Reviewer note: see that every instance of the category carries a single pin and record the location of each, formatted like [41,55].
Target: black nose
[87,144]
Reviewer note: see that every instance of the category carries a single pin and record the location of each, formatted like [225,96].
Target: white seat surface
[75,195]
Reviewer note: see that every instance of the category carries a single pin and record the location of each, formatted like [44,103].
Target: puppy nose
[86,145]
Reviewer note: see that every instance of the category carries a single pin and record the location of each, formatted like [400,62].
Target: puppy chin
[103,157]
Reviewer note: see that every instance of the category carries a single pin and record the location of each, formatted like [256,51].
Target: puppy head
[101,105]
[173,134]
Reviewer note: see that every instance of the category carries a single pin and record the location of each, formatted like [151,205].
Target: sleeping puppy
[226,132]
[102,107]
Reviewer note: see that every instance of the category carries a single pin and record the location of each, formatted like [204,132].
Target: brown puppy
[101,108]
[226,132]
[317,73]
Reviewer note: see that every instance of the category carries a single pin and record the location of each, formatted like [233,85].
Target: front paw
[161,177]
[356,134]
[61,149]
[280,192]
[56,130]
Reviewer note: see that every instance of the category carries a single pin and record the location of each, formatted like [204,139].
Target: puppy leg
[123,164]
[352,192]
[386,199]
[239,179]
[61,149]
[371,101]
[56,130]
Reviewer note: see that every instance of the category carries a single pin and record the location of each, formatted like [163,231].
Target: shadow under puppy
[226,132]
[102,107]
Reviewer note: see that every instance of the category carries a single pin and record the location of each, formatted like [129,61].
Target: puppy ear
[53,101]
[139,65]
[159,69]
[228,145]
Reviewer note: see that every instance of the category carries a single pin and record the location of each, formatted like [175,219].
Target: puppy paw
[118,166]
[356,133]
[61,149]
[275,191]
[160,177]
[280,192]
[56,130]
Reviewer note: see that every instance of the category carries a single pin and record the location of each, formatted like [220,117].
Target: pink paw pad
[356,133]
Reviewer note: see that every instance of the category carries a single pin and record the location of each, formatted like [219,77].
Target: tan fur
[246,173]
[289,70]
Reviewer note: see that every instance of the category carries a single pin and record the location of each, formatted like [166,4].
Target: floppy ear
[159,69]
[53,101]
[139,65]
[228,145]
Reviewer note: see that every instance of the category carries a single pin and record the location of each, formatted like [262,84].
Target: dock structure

-.-.-

(TASK TO COMPLETE) Each record must be output word for word.

(RESPONSE)
Reviewer note: see that every instance of the category carries a single pin and record the location of each, formatted like [41,55].
Target: black nose
[87,144]
Reviewer note: see that every instance of the category carries a single pin and record the location of each, formatted like [225,96].
Target: white seat surface
[75,195]
Reviewer note: see that every instance of the category carries a single pin and record the location of each, formatted like [44,103].
Target: puppy nose
[86,145]
Reviewer note: see that every instance of the category carries a single pin and record the location of each, formatted like [400,62].
Target: puppy chin
[103,157]
Reviewer note: see that every instance of the category carries a single pin and record the location of each, formatted like [256,51].
Target: puppy head
[101,105]
[173,134]
Reviewer note: see that every instance of the category carries a single pin and record the location of each, formatted like [151,205].
Target: sleeping puppy
[226,132]
[102,107]
Reviewer note: see that every instance of the category carries a single pin and record the location of each, formatted like [204,132].
Target: brown puppy
[101,108]
[226,132]
[317,73]
Reviewer note: see that every instance of the category carries a single pin and record the location of each, formatted like [233,85].
Target: front paw
[161,177]
[356,134]
[61,149]
[280,192]
[56,130]
Reviewer note: see that every instance of the category carries a single pin and record the location of each, formatted like [204,139].
Target: puppy leg
[123,164]
[352,192]
[386,199]
[239,179]
[61,149]
[371,101]
[56,130]
Reviewer note: see that every instance of the category carries a single pin and record the location of each, formatted like [163,231].
Target: shadow under puppy
[226,132]
[102,107]
Reviewer note: see that every instance of the category carries a single pin and record the location of each, formatted like [129,61].
Target: puppy ear
[53,101]
[139,65]
[159,69]
[228,145]
Reviewer note: see that every instance of the category carries a single pin and record the location of each, formatted like [175,219].
Target: puppy paw
[118,166]
[356,133]
[61,149]
[275,191]
[160,177]
[280,192]
[56,130]
Reviewer note: see that every instance of the category carries a single pin and record the location of each, formatted like [220,117].
Target: pink paw pad
[356,133]
Reviewer note: see that every instance of the category carries a single pin and record the location of each, formatted like [219,77].
Target: tan fur
[246,173]
[289,70]
Reviewer note: see that every instance of the category carries a single pin and record the location of each, formatted like [166,4].
Target: floppy ear
[159,69]
[53,101]
[139,65]
[228,145]
Reviewer note: see that every instance of the category carries a single pin and record the location of each, formatted like [262,84].
Target: dock structure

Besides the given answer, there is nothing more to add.